What is required.
Among the entries below, find the line with "Target: rein", then quote it and each following line up to and including the line with "Target: ponytail", and nothing else.

Source information.

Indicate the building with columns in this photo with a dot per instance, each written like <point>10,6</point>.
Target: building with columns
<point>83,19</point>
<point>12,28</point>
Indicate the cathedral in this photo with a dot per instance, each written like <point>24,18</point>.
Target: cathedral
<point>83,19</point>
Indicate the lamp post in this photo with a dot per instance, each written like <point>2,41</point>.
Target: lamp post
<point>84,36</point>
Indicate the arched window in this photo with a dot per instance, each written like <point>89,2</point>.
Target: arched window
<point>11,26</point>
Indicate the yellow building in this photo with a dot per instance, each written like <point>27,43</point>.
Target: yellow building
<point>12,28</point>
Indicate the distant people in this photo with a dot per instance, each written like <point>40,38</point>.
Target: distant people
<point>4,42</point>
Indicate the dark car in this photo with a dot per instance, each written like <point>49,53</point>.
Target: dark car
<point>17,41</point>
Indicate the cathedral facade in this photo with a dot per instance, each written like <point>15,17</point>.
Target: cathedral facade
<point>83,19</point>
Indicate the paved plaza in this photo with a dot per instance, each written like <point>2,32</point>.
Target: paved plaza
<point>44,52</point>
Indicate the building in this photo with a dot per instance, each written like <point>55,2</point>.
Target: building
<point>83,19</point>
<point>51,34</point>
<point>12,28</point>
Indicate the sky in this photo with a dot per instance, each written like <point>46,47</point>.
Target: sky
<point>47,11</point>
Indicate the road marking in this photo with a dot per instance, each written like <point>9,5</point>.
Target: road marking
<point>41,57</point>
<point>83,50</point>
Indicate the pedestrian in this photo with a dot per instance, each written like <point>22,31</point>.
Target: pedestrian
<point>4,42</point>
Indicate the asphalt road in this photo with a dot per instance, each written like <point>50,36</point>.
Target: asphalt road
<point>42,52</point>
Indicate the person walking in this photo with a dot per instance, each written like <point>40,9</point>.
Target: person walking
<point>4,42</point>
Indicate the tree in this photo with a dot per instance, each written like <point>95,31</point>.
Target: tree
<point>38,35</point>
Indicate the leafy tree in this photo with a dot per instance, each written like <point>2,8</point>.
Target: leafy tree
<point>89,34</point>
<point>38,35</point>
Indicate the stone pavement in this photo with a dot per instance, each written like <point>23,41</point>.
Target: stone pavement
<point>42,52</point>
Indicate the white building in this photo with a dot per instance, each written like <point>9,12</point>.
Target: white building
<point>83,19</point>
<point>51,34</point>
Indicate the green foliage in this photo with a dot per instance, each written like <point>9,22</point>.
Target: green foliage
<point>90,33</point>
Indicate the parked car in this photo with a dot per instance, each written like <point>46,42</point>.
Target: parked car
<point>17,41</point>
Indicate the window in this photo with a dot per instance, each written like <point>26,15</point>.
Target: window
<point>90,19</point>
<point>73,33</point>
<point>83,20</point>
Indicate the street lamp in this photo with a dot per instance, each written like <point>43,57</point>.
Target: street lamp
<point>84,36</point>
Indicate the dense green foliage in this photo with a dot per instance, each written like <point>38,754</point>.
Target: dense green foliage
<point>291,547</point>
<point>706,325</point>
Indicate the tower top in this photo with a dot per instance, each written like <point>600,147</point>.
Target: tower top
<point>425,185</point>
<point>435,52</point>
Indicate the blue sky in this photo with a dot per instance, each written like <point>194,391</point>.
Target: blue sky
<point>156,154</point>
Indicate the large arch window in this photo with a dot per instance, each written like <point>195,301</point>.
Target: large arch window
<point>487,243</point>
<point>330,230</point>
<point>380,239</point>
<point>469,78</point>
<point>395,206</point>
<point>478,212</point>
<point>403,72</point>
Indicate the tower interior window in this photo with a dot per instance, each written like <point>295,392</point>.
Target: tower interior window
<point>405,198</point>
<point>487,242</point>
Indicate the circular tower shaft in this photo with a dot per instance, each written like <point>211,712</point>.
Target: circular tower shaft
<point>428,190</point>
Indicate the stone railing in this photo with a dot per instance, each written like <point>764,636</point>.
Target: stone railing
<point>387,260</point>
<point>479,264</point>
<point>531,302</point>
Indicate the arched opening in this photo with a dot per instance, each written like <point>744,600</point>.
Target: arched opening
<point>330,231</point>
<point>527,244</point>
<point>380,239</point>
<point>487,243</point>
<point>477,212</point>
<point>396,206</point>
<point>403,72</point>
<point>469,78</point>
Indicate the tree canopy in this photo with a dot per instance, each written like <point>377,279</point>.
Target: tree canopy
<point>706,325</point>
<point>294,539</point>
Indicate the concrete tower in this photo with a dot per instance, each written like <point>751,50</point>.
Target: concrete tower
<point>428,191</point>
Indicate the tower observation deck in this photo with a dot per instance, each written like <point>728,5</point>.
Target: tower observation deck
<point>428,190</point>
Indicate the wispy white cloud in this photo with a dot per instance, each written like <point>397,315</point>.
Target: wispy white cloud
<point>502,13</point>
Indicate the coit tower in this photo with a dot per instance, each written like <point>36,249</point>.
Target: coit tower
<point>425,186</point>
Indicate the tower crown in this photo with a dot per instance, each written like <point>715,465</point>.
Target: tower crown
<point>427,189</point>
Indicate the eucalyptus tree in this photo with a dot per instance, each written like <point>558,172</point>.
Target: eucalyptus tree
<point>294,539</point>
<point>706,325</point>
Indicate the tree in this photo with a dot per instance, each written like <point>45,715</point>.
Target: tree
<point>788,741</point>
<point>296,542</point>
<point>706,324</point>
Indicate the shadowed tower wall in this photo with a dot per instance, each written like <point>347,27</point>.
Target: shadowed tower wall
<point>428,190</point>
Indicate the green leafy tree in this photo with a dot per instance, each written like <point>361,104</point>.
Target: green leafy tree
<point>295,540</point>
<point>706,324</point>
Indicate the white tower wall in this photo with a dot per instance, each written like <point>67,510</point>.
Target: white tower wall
* * *
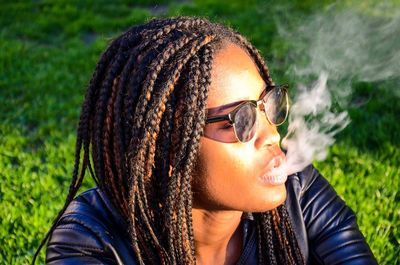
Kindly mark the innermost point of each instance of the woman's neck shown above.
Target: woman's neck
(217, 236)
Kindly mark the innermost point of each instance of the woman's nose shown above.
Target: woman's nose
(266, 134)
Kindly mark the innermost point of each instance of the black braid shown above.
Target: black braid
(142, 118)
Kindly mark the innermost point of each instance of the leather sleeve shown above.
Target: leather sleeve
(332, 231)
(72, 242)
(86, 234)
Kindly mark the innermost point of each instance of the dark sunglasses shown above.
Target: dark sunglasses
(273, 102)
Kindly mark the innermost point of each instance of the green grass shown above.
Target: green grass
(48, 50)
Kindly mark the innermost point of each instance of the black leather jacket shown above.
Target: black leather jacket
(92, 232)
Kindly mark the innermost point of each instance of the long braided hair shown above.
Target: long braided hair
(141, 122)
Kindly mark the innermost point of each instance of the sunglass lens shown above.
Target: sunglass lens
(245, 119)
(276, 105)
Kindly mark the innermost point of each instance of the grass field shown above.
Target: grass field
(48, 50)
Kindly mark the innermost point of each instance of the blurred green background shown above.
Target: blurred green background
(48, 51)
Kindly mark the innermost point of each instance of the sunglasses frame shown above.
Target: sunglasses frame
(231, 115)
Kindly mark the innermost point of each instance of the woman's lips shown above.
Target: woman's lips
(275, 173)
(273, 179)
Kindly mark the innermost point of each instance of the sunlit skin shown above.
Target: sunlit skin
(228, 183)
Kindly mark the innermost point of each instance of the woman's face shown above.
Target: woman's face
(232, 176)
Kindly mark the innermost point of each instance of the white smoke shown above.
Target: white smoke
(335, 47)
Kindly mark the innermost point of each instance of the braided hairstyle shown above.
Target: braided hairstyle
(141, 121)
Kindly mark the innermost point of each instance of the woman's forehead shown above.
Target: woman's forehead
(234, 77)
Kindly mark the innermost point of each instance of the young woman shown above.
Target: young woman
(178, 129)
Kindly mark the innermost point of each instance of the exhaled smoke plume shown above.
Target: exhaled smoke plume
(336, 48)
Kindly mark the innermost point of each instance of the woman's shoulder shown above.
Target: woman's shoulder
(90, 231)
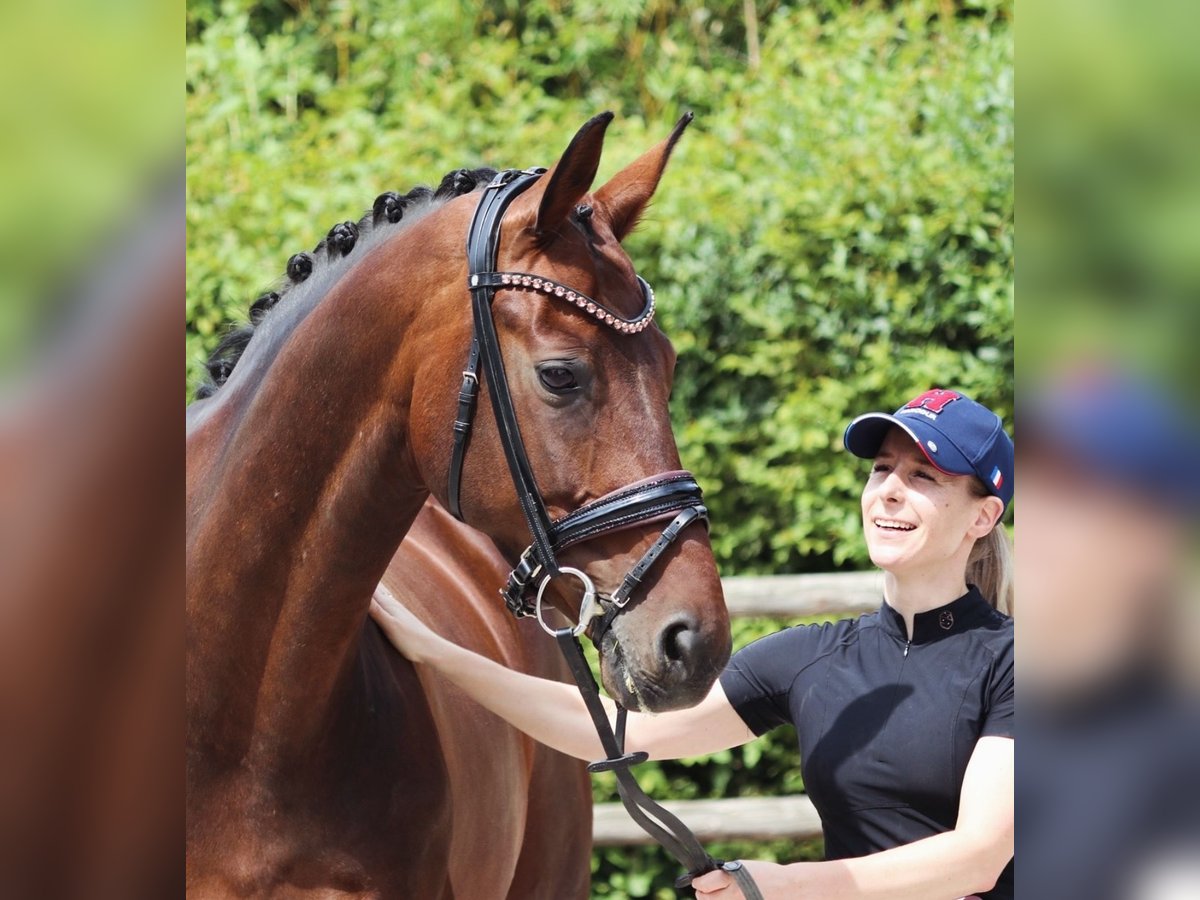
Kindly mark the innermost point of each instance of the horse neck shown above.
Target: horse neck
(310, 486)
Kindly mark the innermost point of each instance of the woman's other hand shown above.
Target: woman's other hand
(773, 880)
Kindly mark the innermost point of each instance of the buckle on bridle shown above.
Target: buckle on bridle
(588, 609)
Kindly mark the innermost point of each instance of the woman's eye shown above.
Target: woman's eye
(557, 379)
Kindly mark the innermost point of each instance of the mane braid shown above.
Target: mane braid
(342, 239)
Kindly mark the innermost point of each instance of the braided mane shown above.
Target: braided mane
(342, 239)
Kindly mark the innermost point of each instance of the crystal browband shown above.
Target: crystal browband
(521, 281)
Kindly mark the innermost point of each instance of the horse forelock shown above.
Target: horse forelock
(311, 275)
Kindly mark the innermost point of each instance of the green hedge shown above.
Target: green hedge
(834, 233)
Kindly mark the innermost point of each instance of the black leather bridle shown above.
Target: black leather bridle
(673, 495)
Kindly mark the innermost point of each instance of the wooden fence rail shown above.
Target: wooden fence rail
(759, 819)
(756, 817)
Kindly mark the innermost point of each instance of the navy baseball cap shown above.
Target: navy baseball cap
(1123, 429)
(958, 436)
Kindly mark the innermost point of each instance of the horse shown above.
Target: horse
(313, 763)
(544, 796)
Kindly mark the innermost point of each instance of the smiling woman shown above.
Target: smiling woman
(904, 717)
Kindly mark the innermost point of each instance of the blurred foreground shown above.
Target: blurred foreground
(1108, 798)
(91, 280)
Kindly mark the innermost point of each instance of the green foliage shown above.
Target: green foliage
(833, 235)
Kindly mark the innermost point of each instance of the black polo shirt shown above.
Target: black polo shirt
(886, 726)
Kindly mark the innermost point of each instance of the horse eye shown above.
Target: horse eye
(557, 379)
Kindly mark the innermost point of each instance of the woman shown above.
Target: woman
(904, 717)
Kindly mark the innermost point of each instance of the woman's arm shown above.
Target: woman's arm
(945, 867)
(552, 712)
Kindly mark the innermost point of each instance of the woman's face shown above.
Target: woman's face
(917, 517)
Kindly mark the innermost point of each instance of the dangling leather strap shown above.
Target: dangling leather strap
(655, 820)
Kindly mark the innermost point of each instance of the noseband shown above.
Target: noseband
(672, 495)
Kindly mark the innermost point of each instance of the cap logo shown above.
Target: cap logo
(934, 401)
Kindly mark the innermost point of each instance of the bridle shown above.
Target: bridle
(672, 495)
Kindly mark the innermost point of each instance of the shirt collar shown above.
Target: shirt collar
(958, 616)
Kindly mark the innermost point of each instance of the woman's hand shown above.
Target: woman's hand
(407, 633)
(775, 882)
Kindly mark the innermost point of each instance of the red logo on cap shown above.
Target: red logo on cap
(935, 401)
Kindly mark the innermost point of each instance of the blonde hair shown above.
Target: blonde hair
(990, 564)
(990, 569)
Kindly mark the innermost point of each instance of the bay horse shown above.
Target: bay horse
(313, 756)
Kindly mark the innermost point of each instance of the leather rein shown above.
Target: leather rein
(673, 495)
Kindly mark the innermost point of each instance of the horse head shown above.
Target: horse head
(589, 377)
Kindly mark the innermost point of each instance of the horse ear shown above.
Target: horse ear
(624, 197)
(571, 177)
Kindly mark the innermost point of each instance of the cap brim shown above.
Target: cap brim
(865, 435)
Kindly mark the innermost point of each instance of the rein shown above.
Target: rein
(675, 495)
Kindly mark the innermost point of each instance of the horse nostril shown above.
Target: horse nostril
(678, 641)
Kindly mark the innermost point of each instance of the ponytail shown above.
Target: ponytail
...
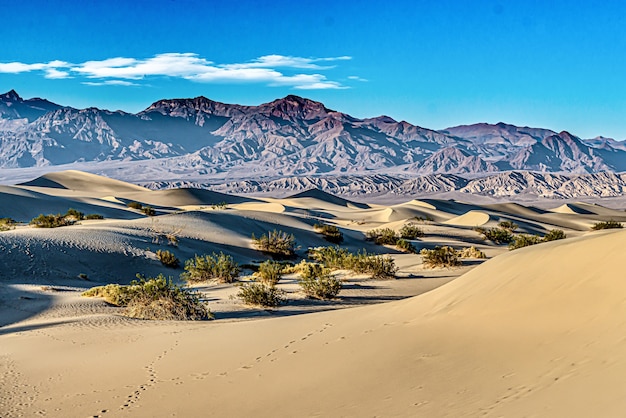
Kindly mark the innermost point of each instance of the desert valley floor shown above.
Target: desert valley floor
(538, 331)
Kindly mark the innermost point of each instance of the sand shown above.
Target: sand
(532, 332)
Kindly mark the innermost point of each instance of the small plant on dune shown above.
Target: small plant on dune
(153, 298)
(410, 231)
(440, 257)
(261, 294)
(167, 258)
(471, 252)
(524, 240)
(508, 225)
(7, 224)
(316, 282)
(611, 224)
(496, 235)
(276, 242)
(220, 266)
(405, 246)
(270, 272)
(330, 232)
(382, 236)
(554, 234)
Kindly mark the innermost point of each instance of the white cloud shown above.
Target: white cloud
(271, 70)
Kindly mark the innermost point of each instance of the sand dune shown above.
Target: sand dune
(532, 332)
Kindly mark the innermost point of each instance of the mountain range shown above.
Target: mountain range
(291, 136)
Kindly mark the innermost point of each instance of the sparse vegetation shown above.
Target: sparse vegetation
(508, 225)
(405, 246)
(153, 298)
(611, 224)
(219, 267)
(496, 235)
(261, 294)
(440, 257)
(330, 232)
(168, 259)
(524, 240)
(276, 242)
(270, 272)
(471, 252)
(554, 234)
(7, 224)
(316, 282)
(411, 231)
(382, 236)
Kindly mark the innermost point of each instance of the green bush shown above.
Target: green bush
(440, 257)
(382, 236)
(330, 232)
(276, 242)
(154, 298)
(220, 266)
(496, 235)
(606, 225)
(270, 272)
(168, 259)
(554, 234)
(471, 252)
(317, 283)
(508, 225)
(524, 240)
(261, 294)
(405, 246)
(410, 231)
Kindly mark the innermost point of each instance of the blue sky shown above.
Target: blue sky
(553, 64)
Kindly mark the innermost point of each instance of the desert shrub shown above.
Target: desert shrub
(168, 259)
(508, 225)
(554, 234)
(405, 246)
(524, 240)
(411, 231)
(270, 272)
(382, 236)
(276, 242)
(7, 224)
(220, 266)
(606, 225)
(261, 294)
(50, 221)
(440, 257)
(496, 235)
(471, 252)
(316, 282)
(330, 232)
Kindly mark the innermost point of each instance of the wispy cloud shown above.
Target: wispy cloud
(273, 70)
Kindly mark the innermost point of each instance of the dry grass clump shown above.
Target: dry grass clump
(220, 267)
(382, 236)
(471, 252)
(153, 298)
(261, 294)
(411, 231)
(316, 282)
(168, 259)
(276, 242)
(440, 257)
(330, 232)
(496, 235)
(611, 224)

Written response.
Target: rein
(675, 495)
Kindly mark the innermost point of each instance of the horse nostril shown above.
Target: horse nostril
(678, 641)
Kindly mark the innermost point of each instance of the ponytail shown above.
Target: ponytail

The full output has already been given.